## THE EXERCISE
Repeat exactly the lines from the line containing "Exercise. Point out each instance of the railing" through the last line of the records below, inclusive, and nothing else.

## RECORDS FOR THE TASK
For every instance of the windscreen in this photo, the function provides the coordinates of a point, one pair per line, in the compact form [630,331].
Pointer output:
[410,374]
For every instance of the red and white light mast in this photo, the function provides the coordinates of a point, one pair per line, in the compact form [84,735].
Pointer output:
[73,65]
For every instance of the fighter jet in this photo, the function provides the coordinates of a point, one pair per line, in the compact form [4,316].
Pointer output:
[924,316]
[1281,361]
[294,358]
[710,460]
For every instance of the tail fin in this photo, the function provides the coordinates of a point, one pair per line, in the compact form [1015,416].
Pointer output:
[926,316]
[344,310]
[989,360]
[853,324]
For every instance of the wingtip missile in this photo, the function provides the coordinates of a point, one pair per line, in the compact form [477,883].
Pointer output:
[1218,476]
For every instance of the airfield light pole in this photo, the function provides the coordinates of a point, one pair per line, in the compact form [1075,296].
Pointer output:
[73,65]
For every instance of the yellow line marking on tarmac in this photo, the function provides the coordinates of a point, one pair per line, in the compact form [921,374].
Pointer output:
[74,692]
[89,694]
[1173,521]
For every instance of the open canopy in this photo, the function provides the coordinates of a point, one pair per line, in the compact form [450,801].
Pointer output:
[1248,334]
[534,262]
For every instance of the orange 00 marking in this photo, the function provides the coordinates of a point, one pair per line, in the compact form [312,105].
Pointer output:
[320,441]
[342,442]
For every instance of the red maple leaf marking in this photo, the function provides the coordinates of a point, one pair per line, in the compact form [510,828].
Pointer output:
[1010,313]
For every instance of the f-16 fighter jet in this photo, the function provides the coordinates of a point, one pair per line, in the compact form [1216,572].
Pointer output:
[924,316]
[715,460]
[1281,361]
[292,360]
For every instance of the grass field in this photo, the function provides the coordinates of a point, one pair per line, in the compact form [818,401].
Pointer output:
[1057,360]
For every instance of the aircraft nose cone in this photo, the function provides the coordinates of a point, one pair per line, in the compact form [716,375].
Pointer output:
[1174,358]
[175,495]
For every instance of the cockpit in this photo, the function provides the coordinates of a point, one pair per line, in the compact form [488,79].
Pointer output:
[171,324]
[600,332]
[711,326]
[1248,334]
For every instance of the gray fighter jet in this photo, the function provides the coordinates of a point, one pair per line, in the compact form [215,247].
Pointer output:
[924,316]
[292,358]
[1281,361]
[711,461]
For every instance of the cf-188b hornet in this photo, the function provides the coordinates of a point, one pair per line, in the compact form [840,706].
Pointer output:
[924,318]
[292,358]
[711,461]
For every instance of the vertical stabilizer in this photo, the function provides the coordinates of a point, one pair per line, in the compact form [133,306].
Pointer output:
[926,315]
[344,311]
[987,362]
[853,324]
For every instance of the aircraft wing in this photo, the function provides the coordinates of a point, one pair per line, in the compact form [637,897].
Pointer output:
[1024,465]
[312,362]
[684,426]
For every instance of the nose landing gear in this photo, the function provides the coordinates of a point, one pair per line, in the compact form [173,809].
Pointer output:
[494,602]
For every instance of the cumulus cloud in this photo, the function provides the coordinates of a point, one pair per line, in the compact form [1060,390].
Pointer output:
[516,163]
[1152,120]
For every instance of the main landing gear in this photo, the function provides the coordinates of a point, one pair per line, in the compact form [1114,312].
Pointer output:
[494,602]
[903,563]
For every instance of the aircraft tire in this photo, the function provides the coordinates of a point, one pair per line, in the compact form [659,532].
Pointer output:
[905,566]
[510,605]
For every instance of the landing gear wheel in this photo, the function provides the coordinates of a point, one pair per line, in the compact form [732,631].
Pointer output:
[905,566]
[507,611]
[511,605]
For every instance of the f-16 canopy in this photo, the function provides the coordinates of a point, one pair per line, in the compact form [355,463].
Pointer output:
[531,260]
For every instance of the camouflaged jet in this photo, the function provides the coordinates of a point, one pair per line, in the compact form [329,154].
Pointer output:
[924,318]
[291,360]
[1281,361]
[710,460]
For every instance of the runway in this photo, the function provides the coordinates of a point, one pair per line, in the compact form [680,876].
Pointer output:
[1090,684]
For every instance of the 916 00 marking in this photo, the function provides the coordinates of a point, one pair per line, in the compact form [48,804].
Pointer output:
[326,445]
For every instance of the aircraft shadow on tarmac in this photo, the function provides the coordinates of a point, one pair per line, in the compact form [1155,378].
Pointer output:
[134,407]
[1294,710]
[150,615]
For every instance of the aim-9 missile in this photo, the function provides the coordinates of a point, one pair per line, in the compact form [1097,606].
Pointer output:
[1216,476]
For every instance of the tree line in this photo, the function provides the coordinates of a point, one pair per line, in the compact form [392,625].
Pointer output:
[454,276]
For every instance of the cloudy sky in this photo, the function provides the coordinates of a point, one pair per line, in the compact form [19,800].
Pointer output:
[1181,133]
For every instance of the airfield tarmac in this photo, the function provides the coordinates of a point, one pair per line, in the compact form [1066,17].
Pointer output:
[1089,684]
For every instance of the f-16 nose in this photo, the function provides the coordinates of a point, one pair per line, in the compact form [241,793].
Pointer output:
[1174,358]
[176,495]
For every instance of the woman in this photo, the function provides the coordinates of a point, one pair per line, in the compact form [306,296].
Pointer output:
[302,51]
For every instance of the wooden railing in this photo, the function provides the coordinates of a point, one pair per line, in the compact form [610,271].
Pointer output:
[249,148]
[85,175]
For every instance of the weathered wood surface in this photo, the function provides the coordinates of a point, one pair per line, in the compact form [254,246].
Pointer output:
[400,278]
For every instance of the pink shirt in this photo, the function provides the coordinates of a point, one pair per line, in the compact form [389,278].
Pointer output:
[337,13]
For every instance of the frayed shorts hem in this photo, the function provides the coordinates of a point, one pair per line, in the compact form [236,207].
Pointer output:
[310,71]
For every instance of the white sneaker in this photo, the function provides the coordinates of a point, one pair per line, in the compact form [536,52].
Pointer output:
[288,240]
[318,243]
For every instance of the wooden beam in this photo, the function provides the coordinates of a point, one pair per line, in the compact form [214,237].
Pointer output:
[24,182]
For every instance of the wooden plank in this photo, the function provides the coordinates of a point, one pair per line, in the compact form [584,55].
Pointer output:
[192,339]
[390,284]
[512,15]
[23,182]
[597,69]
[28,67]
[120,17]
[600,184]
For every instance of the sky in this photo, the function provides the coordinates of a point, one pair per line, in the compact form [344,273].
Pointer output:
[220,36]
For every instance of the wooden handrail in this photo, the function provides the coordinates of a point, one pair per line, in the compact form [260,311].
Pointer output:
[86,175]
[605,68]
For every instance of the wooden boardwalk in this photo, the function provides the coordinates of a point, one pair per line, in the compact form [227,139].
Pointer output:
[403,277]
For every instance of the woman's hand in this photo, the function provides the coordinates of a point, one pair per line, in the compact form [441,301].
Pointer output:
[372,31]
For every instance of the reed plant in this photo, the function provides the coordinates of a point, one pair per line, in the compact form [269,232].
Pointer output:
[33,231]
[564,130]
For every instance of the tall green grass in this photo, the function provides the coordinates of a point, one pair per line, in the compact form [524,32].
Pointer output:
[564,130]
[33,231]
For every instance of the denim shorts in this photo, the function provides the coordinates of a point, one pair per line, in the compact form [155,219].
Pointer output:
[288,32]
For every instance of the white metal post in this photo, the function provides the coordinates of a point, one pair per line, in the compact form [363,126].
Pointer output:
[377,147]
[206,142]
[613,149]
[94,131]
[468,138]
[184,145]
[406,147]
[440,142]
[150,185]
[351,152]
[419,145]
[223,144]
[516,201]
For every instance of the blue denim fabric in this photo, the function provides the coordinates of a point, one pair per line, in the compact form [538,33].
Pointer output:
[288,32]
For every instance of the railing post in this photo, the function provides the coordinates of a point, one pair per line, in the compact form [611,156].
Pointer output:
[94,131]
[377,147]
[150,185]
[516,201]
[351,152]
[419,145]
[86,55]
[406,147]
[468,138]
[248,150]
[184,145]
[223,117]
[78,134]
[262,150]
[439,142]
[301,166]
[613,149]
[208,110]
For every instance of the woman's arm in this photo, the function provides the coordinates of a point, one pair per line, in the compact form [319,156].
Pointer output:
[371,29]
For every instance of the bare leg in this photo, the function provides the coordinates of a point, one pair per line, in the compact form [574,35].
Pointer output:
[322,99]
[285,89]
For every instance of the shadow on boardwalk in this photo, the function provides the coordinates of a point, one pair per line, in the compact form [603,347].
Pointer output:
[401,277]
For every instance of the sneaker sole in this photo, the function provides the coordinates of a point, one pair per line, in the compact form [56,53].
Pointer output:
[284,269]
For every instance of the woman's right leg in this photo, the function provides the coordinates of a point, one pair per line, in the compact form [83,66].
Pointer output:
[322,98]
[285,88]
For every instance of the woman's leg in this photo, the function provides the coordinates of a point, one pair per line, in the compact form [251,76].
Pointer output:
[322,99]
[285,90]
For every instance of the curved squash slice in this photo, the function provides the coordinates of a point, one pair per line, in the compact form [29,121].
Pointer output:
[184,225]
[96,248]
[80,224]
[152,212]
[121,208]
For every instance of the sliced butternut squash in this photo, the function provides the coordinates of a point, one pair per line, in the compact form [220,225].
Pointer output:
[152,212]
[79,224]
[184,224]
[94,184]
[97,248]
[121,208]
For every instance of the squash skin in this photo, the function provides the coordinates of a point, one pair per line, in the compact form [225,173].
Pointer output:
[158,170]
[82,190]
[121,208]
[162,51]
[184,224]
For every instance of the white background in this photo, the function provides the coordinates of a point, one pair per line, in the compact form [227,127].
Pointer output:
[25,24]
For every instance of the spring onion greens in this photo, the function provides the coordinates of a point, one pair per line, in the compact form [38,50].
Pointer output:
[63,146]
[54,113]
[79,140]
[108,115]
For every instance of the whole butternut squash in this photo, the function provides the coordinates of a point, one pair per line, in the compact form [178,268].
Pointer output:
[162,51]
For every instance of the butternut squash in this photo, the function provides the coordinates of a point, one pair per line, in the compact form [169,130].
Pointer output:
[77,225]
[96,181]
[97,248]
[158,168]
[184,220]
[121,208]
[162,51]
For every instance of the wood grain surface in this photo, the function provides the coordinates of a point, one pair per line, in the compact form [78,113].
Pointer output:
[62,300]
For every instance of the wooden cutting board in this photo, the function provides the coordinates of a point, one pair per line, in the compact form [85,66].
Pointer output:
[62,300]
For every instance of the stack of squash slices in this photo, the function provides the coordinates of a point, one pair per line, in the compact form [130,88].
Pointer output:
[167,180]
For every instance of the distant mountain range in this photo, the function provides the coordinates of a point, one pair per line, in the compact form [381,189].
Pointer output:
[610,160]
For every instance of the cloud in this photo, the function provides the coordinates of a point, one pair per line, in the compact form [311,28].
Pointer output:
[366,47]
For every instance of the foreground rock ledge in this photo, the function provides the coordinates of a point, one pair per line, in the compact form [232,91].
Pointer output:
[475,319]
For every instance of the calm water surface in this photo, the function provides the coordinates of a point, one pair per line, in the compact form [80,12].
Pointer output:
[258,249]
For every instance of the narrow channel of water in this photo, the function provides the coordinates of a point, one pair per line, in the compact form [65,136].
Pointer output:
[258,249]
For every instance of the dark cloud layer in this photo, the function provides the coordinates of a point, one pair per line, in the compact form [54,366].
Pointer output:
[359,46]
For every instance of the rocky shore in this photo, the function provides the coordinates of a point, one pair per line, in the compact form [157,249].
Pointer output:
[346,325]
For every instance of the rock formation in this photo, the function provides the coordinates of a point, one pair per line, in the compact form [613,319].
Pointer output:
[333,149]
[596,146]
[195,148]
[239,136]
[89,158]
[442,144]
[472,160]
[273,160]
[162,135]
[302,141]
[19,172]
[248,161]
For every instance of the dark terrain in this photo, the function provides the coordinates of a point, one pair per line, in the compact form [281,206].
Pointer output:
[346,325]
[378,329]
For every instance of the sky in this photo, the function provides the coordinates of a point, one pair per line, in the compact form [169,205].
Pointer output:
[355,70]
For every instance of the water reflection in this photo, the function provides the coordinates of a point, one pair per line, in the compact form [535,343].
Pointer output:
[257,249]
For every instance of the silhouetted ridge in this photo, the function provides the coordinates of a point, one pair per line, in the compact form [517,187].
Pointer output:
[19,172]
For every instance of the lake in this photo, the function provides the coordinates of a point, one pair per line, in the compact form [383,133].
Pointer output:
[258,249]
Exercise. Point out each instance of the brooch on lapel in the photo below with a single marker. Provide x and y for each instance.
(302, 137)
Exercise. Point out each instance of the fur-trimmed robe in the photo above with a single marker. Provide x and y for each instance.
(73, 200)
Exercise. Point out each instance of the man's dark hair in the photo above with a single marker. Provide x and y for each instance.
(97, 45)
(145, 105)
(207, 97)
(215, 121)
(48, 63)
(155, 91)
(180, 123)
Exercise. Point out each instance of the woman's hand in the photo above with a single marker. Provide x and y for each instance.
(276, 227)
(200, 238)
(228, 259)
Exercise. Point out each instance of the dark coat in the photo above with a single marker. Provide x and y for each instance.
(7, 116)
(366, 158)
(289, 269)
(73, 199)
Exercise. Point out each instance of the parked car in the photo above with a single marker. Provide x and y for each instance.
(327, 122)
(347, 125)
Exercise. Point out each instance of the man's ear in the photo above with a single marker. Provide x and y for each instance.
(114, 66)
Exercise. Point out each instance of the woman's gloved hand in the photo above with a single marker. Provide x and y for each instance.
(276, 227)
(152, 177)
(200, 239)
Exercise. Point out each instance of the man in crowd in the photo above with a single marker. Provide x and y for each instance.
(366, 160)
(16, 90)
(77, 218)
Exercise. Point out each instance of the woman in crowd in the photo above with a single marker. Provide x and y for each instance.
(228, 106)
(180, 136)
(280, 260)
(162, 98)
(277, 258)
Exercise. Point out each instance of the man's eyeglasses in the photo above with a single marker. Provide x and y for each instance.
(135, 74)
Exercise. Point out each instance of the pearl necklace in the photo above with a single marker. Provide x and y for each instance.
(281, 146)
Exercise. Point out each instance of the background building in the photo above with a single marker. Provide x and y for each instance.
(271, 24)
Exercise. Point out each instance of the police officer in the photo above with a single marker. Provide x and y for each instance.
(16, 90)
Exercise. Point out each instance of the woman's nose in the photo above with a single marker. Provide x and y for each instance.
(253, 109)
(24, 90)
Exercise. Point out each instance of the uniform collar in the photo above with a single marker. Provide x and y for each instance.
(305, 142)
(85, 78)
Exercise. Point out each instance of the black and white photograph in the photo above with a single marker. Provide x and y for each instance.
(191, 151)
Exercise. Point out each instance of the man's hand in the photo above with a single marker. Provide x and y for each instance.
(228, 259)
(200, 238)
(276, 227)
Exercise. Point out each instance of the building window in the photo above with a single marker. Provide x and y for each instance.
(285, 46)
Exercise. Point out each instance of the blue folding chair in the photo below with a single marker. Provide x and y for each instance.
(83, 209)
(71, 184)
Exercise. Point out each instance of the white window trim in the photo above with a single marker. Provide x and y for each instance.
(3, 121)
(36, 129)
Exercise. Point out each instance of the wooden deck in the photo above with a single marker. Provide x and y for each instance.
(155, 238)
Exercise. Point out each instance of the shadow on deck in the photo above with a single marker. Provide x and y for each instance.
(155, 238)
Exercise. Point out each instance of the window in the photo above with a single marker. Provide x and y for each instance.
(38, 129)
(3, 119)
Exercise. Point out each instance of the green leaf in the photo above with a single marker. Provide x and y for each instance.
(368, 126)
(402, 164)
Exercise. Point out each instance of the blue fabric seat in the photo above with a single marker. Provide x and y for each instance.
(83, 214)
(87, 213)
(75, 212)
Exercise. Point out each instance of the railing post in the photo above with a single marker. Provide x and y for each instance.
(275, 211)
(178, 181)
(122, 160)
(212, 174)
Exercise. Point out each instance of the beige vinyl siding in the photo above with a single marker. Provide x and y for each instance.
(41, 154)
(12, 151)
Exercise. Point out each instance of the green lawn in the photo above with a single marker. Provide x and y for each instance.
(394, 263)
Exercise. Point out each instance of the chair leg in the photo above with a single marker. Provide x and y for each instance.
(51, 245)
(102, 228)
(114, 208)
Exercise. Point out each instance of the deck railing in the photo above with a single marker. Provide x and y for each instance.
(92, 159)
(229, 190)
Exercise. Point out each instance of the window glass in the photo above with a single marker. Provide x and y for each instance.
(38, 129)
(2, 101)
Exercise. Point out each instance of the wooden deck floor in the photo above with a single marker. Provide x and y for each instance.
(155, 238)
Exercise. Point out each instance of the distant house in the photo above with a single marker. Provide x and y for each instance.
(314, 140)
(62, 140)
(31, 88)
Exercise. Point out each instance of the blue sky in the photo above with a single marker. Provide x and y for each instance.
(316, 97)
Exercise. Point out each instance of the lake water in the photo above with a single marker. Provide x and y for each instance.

## OUTPUT FOR THIS EXERCISE
Exercise. Point out each instance of the railing post in the photo above with a single marker. Provide x and y for each instance.
(275, 211)
(178, 181)
(122, 160)
(212, 174)
Exercise. Point out each instance of the beige vinyl siding in the photo above with a single marker. Provide x and y for each instance.
(41, 154)
(12, 151)
Exercise. Point out each instance of the green lawn in the photo above with a single marker. Provide x and y for each instance.
(394, 263)
Exercise. Point out each instance of the chair leg in the photo above with a single marker. Provide x and y for each instance.
(51, 245)
(102, 228)
(114, 208)
Exercise. Point out each instance of the deck railing in the photo above with a single marker. Provide x and y for each instance.
(92, 159)
(229, 190)
Exercise. Point out each instance of the window glass in the photo above with a single marker. Provide x and y for each instance.
(38, 129)
(2, 101)
Exercise. Point out each instance of the wooden deck floor in the photo above with a single marker. Provide x and y for each instance.
(155, 238)
Exercise. Point out each instance of the distant house in the photo above with a single marker. Provide x and y for each instance.
(314, 140)
(62, 140)
(31, 88)
Exercise. Point out each instance of the blue sky in the photo above with a single marker. Provide x and y for each instance.
(316, 97)
Exercise. Point out each instance of the lake water in the photo above with a single marker. Provide x and y for each instance.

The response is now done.